Idaho murders: Bryan Kohberger defense could cost taxpayers thousands

Idaho taxpayers will be on the hook for thousands of dollars toward the legal defense of accused killer Bryan Kohberger, whose lead attorney is contracted to be paid $200 per hour to represent him, according to a local report.

Anne Taylor is a public defender for Idaho’s Kootenai County, but is being contracted to represent Kohberger in Latah County, where the Moscow student slayings were carried out, because of her expertise in handling capital murder cases. As such, Latah County has agreed to pay Kootenai County officials $200 per hour for Taylor’s services, with the expectation that she will be working 40 hours per week, local news station KREM 2 reported.

Latah County will pay Taylor directly for any overtime hours worked, though the hourly amount will remain the same, the report states.

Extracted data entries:
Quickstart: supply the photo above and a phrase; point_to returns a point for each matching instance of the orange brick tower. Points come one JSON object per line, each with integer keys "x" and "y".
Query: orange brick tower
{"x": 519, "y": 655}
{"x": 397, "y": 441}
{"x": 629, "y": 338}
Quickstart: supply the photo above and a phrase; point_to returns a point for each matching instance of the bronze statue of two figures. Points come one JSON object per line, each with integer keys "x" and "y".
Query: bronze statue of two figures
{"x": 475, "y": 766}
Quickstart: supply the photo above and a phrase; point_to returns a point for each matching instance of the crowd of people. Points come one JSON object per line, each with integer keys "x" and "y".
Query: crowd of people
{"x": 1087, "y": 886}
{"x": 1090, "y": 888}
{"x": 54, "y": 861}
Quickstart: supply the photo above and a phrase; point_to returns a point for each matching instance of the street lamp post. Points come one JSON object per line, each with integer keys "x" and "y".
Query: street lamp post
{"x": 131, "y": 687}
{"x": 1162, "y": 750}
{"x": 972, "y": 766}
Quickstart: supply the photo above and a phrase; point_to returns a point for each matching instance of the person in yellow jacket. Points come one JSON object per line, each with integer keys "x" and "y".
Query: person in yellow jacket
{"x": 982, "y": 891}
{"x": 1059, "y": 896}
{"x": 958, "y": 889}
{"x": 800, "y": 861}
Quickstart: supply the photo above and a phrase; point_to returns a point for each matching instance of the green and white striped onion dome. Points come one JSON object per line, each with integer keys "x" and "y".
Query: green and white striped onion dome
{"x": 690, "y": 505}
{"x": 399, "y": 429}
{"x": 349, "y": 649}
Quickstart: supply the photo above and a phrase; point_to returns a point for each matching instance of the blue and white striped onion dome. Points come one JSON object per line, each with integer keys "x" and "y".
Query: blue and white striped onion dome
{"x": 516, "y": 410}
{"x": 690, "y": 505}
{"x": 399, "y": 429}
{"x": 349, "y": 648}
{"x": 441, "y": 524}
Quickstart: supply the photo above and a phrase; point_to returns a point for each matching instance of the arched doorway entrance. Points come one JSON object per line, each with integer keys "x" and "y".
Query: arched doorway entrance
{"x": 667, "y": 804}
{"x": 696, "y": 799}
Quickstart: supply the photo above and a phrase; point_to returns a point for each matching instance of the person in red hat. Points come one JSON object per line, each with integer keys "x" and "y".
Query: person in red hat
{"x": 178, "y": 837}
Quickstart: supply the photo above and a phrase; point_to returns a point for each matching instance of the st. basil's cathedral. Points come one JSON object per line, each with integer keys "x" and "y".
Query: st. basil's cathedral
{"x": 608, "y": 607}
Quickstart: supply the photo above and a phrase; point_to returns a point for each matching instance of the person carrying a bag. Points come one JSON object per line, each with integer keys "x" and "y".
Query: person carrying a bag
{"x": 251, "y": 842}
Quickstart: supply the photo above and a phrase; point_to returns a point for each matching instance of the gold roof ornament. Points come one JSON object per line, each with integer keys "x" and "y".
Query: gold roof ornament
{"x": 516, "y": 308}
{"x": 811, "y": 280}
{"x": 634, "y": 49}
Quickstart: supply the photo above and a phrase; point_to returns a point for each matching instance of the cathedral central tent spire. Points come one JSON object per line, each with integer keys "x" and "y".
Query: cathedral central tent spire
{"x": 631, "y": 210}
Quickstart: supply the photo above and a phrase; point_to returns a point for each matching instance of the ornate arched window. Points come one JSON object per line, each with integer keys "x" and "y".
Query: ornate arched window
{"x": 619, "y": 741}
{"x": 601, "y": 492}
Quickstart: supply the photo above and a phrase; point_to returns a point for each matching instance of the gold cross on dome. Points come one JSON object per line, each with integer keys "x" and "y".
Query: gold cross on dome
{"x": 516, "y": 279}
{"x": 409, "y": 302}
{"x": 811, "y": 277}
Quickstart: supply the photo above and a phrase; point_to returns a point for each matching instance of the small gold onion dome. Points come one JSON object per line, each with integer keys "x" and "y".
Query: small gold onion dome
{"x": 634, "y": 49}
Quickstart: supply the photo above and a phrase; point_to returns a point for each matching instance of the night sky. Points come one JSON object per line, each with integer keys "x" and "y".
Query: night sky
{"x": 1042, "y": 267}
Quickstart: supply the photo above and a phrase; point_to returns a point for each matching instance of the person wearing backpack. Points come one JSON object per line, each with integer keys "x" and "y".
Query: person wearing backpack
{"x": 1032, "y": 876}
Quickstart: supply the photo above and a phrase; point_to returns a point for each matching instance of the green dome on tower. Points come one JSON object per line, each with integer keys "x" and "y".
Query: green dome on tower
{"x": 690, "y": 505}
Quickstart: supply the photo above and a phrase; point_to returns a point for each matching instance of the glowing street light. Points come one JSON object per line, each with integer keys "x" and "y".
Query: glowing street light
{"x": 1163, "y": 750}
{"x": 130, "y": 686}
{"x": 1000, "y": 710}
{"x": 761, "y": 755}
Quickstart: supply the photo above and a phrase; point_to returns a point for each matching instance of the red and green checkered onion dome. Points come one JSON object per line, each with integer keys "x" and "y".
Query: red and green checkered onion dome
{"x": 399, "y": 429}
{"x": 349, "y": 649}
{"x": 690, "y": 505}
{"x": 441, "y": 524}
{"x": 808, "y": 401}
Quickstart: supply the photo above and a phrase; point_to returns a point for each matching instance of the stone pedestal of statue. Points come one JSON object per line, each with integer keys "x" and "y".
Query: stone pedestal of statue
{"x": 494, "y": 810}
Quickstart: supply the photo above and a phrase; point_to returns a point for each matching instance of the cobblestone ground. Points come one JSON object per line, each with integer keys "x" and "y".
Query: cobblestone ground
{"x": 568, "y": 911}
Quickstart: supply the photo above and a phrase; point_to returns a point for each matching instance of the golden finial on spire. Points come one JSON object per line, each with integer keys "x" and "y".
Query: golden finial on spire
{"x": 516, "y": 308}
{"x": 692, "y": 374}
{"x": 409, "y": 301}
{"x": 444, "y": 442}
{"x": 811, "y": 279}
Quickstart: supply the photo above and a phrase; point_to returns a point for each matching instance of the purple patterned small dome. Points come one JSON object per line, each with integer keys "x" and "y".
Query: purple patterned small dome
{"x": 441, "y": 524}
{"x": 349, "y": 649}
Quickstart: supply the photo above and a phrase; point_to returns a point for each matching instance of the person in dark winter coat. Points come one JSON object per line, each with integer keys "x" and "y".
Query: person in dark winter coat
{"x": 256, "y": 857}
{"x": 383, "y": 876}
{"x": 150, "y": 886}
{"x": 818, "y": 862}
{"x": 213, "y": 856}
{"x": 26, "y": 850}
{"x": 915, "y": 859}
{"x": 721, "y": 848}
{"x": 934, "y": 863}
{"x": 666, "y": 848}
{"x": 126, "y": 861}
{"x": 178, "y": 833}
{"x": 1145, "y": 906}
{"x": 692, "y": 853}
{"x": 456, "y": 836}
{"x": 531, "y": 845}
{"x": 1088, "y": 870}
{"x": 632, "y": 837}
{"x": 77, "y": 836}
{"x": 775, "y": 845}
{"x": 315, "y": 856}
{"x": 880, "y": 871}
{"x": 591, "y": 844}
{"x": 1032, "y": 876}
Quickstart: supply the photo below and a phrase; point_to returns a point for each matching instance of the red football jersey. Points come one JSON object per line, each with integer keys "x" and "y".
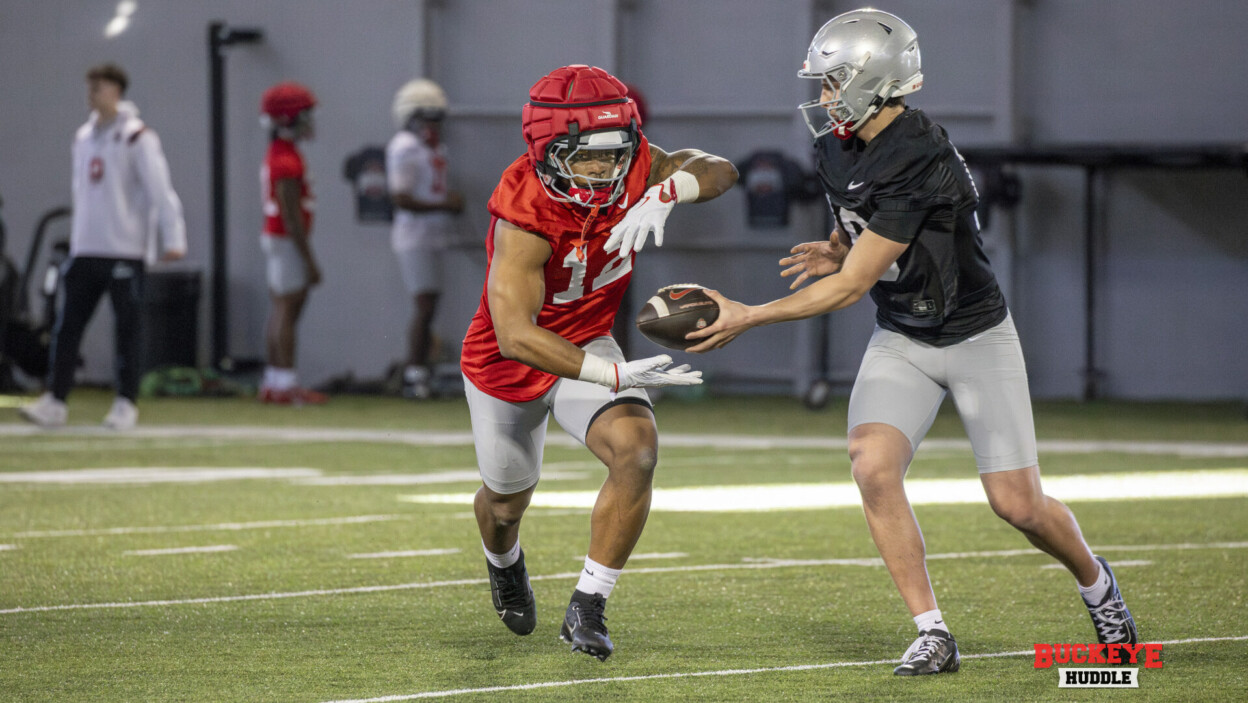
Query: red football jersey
{"x": 584, "y": 284}
{"x": 283, "y": 161}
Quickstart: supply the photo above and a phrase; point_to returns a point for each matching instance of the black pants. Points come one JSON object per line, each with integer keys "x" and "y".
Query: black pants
{"x": 86, "y": 280}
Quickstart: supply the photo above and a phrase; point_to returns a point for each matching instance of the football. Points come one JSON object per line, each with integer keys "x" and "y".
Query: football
{"x": 673, "y": 312}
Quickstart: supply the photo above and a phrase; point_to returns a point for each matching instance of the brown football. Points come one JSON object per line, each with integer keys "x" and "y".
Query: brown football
{"x": 673, "y": 312}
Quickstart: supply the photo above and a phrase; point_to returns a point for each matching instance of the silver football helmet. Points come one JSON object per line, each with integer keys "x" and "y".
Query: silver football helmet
{"x": 862, "y": 59}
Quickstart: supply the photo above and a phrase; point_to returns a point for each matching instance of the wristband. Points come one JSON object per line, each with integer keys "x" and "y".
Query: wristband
{"x": 685, "y": 186}
{"x": 597, "y": 370}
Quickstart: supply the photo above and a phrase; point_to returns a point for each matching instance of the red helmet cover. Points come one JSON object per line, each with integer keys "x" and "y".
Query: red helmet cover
{"x": 587, "y": 96}
{"x": 286, "y": 100}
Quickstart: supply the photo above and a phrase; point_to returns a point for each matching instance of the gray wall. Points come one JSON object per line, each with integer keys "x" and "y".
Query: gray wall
{"x": 719, "y": 75}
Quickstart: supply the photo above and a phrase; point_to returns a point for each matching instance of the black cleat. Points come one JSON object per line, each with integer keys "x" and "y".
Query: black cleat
{"x": 1111, "y": 617}
{"x": 934, "y": 653}
{"x": 584, "y": 626}
{"x": 513, "y": 596}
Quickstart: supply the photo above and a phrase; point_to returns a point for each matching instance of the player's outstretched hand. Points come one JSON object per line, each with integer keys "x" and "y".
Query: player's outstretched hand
{"x": 733, "y": 320}
{"x": 644, "y": 217}
{"x": 814, "y": 259}
{"x": 653, "y": 372}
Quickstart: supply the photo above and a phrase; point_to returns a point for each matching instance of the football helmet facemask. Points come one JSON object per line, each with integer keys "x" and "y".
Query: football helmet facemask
{"x": 861, "y": 59}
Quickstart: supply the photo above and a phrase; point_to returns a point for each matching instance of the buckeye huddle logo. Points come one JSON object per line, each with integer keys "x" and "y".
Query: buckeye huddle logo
{"x": 1112, "y": 657}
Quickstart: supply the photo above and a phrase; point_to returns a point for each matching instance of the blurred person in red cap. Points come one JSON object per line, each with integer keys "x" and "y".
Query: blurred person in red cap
{"x": 291, "y": 267}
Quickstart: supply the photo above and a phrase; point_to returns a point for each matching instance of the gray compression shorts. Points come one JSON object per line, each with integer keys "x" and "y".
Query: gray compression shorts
{"x": 509, "y": 437}
{"x": 285, "y": 270}
{"x": 902, "y": 383}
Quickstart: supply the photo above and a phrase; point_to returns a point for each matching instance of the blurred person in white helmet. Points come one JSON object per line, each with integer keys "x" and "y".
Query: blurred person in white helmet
{"x": 120, "y": 185}
{"x": 291, "y": 269}
{"x": 907, "y": 234}
{"x": 416, "y": 175}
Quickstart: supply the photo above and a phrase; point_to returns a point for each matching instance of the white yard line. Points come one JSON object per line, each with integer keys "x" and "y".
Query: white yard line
{"x": 209, "y": 550}
{"x": 433, "y": 476}
{"x": 633, "y": 572}
{"x": 449, "y": 693}
{"x": 443, "y": 438}
{"x": 1116, "y": 565}
{"x": 407, "y": 553}
{"x": 225, "y": 526}
{"x": 156, "y": 475}
{"x": 1160, "y": 485}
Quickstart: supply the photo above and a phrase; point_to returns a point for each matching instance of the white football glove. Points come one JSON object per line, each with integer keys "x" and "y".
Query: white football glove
{"x": 650, "y": 212}
{"x": 653, "y": 372}
{"x": 643, "y": 373}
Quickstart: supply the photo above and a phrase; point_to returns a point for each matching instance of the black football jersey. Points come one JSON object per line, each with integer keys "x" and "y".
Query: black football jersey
{"x": 910, "y": 185}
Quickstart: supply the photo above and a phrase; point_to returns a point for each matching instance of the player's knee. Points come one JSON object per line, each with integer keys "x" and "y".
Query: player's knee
{"x": 635, "y": 462}
{"x": 1023, "y": 515}
{"x": 875, "y": 475}
{"x": 504, "y": 510}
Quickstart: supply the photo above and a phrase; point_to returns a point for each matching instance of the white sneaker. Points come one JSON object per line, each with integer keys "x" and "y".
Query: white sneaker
{"x": 45, "y": 412}
{"x": 122, "y": 416}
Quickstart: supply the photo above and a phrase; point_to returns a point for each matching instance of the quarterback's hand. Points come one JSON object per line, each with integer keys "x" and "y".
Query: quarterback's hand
{"x": 653, "y": 372}
{"x": 648, "y": 215}
{"x": 733, "y": 320}
{"x": 814, "y": 259}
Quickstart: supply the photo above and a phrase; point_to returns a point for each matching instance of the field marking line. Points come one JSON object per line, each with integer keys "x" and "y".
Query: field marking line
{"x": 744, "y": 565}
{"x": 222, "y": 526}
{"x": 404, "y": 553}
{"x": 444, "y": 438}
{"x": 1160, "y": 485}
{"x": 716, "y": 673}
{"x": 1116, "y": 565}
{"x": 180, "y": 551}
{"x": 147, "y": 475}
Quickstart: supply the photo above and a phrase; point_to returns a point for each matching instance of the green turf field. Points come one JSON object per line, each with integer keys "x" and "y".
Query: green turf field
{"x": 322, "y": 573}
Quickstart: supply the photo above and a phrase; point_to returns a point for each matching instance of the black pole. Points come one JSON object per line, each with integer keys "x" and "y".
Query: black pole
{"x": 219, "y": 38}
{"x": 1091, "y": 376}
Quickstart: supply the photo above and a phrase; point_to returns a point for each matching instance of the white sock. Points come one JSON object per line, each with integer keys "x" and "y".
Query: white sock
{"x": 504, "y": 560}
{"x": 1095, "y": 593}
{"x": 930, "y": 621}
{"x": 597, "y": 578}
{"x": 283, "y": 378}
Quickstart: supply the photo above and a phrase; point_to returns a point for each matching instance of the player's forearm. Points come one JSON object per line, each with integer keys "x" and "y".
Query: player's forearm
{"x": 825, "y": 295}
{"x": 715, "y": 175}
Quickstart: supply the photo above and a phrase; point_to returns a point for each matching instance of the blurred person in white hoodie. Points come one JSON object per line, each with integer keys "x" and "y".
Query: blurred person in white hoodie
{"x": 121, "y": 186}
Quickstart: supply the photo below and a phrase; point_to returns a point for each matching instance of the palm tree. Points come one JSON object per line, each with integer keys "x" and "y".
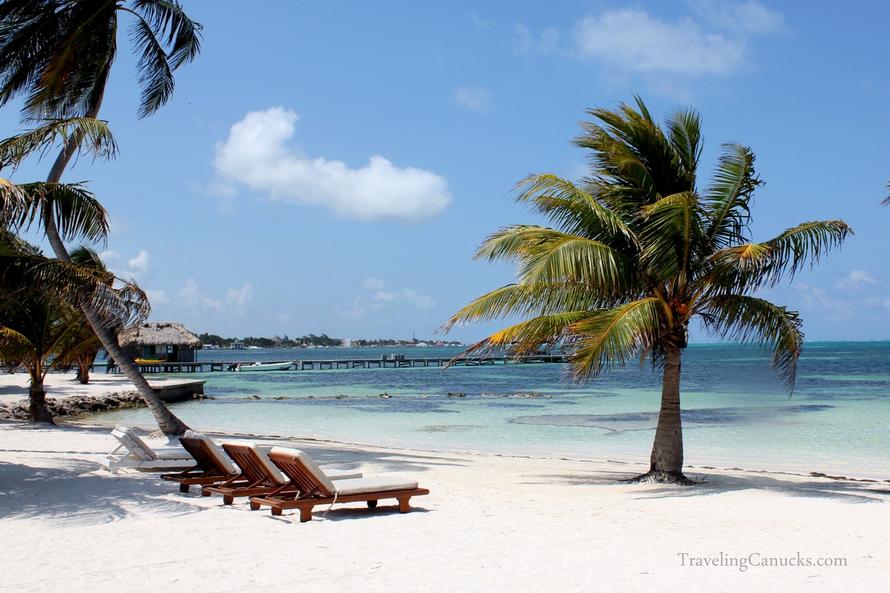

● **Tasks and exercises**:
1. In the Kohberger defense article, copy everything from "Idaho murders: Bryan" down to "the report states.", swapping "$200" for "$250".
2. Carry on with the Kohberger defense article, starting right after its final sentence.

● **Expected answers**:
1.
Idaho murders: Bryan Kohberger defense could cost taxpayers thousands

Idaho taxpayers will be on the hook for thousands of dollars toward the legal defense of accused killer Bryan Kohberger, whose lead attorney is contracted to be paid $250 per hour to represent him, according to a local report.

Anne Taylor is a public defender for Idaho’s Kootenai County, but is being contracted to represent Kohberger in Latah County, where the Moscow student slayings were carried out, because of her expertise in handling capital murder cases. As such, Latah County has agreed to pay Kootenai County officials $250 per hour for Taylor’s services, with the expectation that she will be working 40 hours per week, local news station KREM 2 reported.

Latah County will pay Taylor directly for any overtime hours worked, though the hourly amount will remain the same, the report states.

2.
Bryan Kohberger sits as his attorney, public defender Anne Taylor, right, speaks during a hearing in Latah County District Court on January 5, 2023, in Moscow, Idaho. Kohberger has been arrested for the murders of four University of Idaho students in

According to a document obtained by KREM via public records request, Latah County should pay Kootenai County $180 per hour for the "second seat attorney." Assuming he or she works a 40-hour workweek, Latah County should pay $180 per hour directly to the secondary attorney for any overtime worked, the document states.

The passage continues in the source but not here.